→ Document segment:
::::::

MINISTRIES WITHIN THE SPIRIT OF PEACE COMMUNITY
Caring for one another is at the heart of Spirit of Peace.  As a gathered community, most of our caring happens spontaneously and informally.  But, we also organize into Ministries as a way to channel members' time, talents and interests towards larger community issues.  We have five Ministries: Care & Invitation; Worship & Spirituality; Education; Social Action; Building and Grounds.

Just as each person is on an individual spiritual journey, each person lives out their Christian call to peace, justice and reconciliation in individual ways.  At Spirit of Peace UCC, we attempt to be a place of support as you live out your ministry in action.  As a congregation, we reach out through the global church by participating in 5 special offerings: Strengthen the Church; Neighbors in Need; The Christmas Fund; One Great Hour of Sharing; and Our Church's Wider Mission.

As a congregation, we reach out in a variety of ways locally.  Some of the activities we have participated in during the past year or two include:  Community Church Outreach Organization; Habitat for Humanity, The Banquet; purchase of books and scholarships for our Sudanese young men; hurricane relief; Darfur relief; Sudanese computer training assistance; Sharing the Dream Guatemala Project; Fair Trade coffee sales; AIDS walk lunch; seminary support; Senior Companion Program; and Heifer International.  Every year brings new ministry opportunities.

CARE AND INVITATION MINISTRY
This Ministry focuses on attracting and welcoming new members and on facilitating relationships between all members of the congregation. This Ministry team offers opportunities for members of the congregation to spend time together outside of
worship in various fellowship activities.   

WORSHIP AND SPIRITUAL LIFE MINISTRY
The worship life of the congregation is central to the existence, both shaping and nurturing the congregation's understanding of itself.  The Worship and Spiritual Life Ministry works with the pastors to help people experience a deeper relationship with God through worship.  They work to provide a rich worship life of the highest quality, including administration of the sacraments of baptism and communion.

EDUCATION MINISTRY
Members of the Education Ministry design and guide a total education program that meets church members' needs and fits with the church's educational and theological principles. Christian Education emphasizes spiritual growth, at the same time asserting that the spiritual is not separate from the intellectual, emotional, ethical, and social compnents of life.

SOCIAL ACTION MINISTRY
This ministry provides leadership to the congregation to support members in serving the world outside our walls.  Through their education efforts, the congregation is encouraged to engage the contemporary world to promote human rights, justice and peace.  They coordinate mission projects, educational opportunities and the raising of funds for special endeavors.

::::::

→ Dataset excerpt:
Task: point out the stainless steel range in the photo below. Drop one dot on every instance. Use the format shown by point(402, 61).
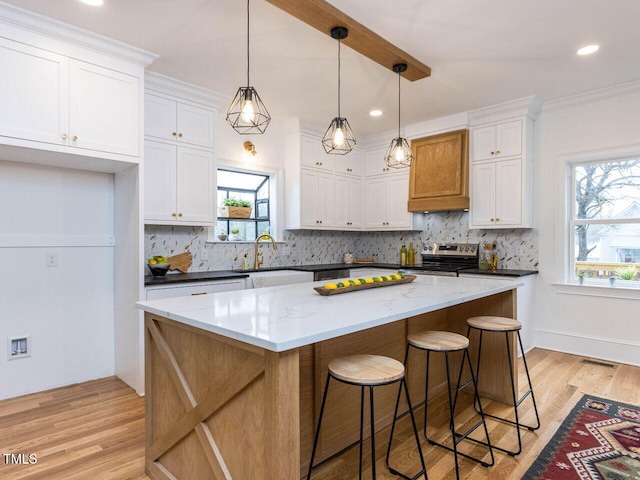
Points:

::::::

→ Exercise 1:
Extract from the Spirit of Peace ministries description everything from "CARE AND INVITATION" down to "various fellowship activities.".
→ Exercise 2:
Extend the Spirit of Peace ministries description, picking up after its final sentence.
The lines above are separate material from the Spirit of Peace ministries description.

→ Result 1:
CARE AND INVITATION MINISTRY
This Ministry focuses on attracting and welcoming new members and on facilitating relationships between all members of the congregation. This Ministry team offers opportunities for members of the congregation to spend time together outside of
worship in various fellowship activities.

→ Result 2:
BUILDING & GROUNDS MINISTRY
The church is, most of all, its members attempting to live their faith and its members gathering as a community to worship.  Although the church is not a building, the church's building provides a place for many activities of the church.  The Building and Grounds Ministry lovingly maintains the church building and its grounds.

STEWARDSHIP AND FUNDRAISING

The Stewardship &Fundraising Committee leads our annual stewardship drive and capital campaigns.  They plan creative fundraisers for a wide range of projects, they promote stewardship education and they assist members with long-range giving plans.

SUDANESE LOST BOYS
http://spiritofpeacesf.org/images/Chol.jpgChol Andria and Jacob Lual are Sudanese young men who are members of Spirit of Peace.  They arrived in Sioux Falls in 2001 as part of a group of boys known as the “Lost Boys of Sudan.”  Thousands of children lost their families, their homes, and sometimes their entire villages when conflicts in Sudan swept over their land in 1987.  Often without adults to guide them, children walked across the savannahs to refugee camps in Ethiopia .  Many starved along the way; others were killed by wild animals, or drowned in crocodile-infested rivers.   

Chol was 5 or 6 years old when he was separated from his family in a raid.  Jacob was 2 years old when his villa ge was attacked, and a 12-year-old cousin managed to get him and 5 other young children to Ethiopia .  Four years later, soldiers forced the refugees from the camp at gunpoint after a coup in Ethiopia .  They fled on foot again, toward Kenya , and again survived the lack of food and water, as well as bombings from the air.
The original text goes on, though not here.